## TASK INPUTS

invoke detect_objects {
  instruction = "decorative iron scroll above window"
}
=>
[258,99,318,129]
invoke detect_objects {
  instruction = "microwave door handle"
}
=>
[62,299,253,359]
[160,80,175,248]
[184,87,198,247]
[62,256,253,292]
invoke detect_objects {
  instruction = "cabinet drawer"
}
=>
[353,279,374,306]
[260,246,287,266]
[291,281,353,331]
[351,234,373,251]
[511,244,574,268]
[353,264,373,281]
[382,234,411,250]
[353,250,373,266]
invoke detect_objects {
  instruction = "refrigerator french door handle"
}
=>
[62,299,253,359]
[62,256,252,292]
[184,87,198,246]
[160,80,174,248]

## INSTRUCTION
Convert every line of the data above into a Markdown table with two columns, Row and Content. Number the rows in order and leave out any blank lines.

## WRITTEN RESPONSE
| Row | Content |
|---|---|
| 1 | invoke detect_objects { |
| 2 |   instruction = "decorative iron scroll above window" |
| 3 | } |
| 4 | => |
| 5 | [258,99,318,129] |
| 6 | invoke detect_objects { |
| 7 |   instruction = "microwave door handle" |
| 8 | } |
| 9 | => |
| 10 | [62,299,253,359] |
| 11 | [160,80,175,248] |
| 12 | [184,87,198,247] |
| 13 | [62,256,253,292] |
| 14 | invoke detect_objects { |
| 15 |   instruction = "cabinet drawer" |
| 16 | } |
| 17 | => |
| 18 | [353,279,374,306] |
| 19 | [260,246,287,266] |
| 20 | [291,281,353,331] |
| 21 | [351,234,373,251] |
| 22 | [511,244,574,268] |
| 23 | [353,264,373,281] |
| 24 | [382,234,411,250] |
| 25 | [353,250,373,266] |
| 26 | invoke detect_objects { |
| 27 |   instruction = "refrigerator french door handle" |
| 28 | } |
| 29 | => |
| 30 | [62,299,253,359] |
| 31 | [62,256,252,292] |
| 32 | [184,87,198,246] |
| 33 | [160,80,174,248] |